## Start RECORD SET
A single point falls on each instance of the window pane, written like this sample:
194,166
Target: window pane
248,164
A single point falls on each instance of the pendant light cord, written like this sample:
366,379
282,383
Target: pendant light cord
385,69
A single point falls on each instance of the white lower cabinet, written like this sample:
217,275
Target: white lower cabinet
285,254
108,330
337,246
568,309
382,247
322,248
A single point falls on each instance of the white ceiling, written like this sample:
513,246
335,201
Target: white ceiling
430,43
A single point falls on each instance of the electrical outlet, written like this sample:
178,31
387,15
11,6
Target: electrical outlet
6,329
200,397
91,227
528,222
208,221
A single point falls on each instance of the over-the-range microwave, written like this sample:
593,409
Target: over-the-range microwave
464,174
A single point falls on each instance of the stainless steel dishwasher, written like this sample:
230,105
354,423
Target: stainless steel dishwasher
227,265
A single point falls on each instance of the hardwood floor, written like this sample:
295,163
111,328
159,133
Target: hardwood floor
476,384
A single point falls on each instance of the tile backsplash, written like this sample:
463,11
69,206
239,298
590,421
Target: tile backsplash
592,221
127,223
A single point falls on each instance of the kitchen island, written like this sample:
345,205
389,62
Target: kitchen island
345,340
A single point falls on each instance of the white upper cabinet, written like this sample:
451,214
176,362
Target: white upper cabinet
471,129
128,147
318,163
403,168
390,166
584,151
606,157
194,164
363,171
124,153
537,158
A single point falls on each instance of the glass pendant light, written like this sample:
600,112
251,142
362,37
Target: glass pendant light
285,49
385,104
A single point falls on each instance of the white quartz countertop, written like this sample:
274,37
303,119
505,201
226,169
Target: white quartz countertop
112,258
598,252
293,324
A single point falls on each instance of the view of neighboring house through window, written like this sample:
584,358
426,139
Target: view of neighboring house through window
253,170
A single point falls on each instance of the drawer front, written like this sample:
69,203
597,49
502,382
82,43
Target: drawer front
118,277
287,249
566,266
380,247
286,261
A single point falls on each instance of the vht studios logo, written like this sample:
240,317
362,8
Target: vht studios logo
## End RECORD SET
**INSTRUCTIONS TO FOLLOW**
Can you recast every line of the items above as a Markdown table with the columns Row and Line, numbering the rows in order and leaving out blank lines?

**TASK ANSWER**
| Row | Line |
|---|---|
| 1 | A single point falls on each instance of the window pane, written like this sample: |
| 2 | 194,166 |
| 3 | Target: window pane |
| 4 | 248,164 |
| 5 | A single point falls on each instance of the pendant light cord, written like this sample: |
| 6 | 366,379 |
| 7 | 282,383 |
| 8 | Target: pendant light cord |
| 9 | 385,69 |
| 10 | A single point falls on each instance of the white lower cabinet, written like this sample: |
| 11 | 217,275 |
| 12 | Target: white lower cabinet |
| 13 | 285,254 |
| 14 | 108,330 |
| 15 | 337,246 |
| 16 | 568,309 |
| 17 | 382,247 |
| 18 | 322,248 |
| 19 | A single point falls on each instance of the white ceiling, written like this sample: |
| 20 | 513,246 |
| 21 | 335,201 |
| 22 | Target: white ceiling |
| 23 | 430,43 |
| 24 | A single point falls on each instance of the electrical outlet, written like this sample: |
| 25 | 178,31 |
| 26 | 387,15 |
| 27 | 11,6 |
| 28 | Target: electrical outlet |
| 29 | 6,329 |
| 30 | 200,397 |
| 31 | 91,227 |
| 32 | 528,222 |
| 33 | 208,221 |
| 34 | A single point falls on each instance of the over-the-range microwave, written like this sample: |
| 35 | 593,409 |
| 36 | Target: over-the-range microwave |
| 37 | 464,174 |
| 38 | A single point falls on each instance of the stainless steel dishwasher, written like this sample: |
| 39 | 230,105 |
| 40 | 354,423 |
| 41 | Target: stainless steel dishwasher |
| 42 | 227,265 |
| 43 | A single point falls on each instance of the hardwood floor, written like this sample: |
| 44 | 295,163 |
| 45 | 111,328 |
| 46 | 159,133 |
| 47 | Target: hardwood floor |
| 48 | 476,384 |
| 49 | A single point falls on each instance of the tile backsplash, written like this sample: |
| 50 | 463,11 |
| 51 | 69,206 |
| 52 | 239,298 |
| 53 | 590,421 |
| 54 | Target: tile backsplash |
| 55 | 592,221 |
| 56 | 127,223 |
| 57 | A single point falls on each instance of the kitchen island, written like this sample: |
| 58 | 345,205 |
| 59 | 389,62 |
| 60 | Target: kitchen island |
| 61 | 345,340 |
| 62 | A single point falls on each instance of the white upper cabinet, written like this sample: |
| 63 | 451,214 |
| 64 | 176,362 |
| 65 | Target: white upper cabinet |
| 66 | 471,129 |
| 67 | 128,147 |
| 68 | 318,163 |
| 69 | 403,168 |
| 70 | 390,166 |
| 71 | 584,151 |
| 72 | 606,157 |
| 73 | 194,164 |
| 74 | 363,171 |
| 75 | 124,153 |
| 76 | 537,158 |
| 77 | A single point falls on each instance of the glass pendant light, written like this sample: |
| 78 | 600,112 |
| 79 | 251,142 |
| 80 | 362,37 |
| 81 | Target: glass pendant light |
| 82 | 285,49 |
| 83 | 385,104 |
| 84 | A single point falls on each instance of the white quartz countertop, written like this sample: |
| 85 | 274,37 |
| 86 | 303,119 |
| 87 | 505,201 |
| 88 | 226,169 |
| 89 | Target: white quartz countertop |
| 90 | 112,258 |
| 91 | 598,252 |
| 92 | 293,324 |
| 93 | A single point falls on each instance of the view of neighboring house through window, written like this sample: |
| 94 | 584,358 |
| 95 | 426,139 |
| 96 | Target: view of neighboring house through window |
| 97 | 253,170 |
| 98 | A single point falls on each instance of the drawer front, written like this sample: |
| 99 | 69,203 |
| 100 | 597,49 |
| 101 | 502,382 |
| 102 | 82,43 |
| 103 | Target: drawer front |
| 104 | 118,277 |
| 105 | 287,249 |
| 106 | 566,266 |
| 107 | 380,247 |
| 108 | 286,261 |
| 109 | A single point falls on each instance of the vht studios logo, written like this sample: |
| 110 | 240,317 |
| 111 | 362,8 |
| 112 | Target: vht studios logo |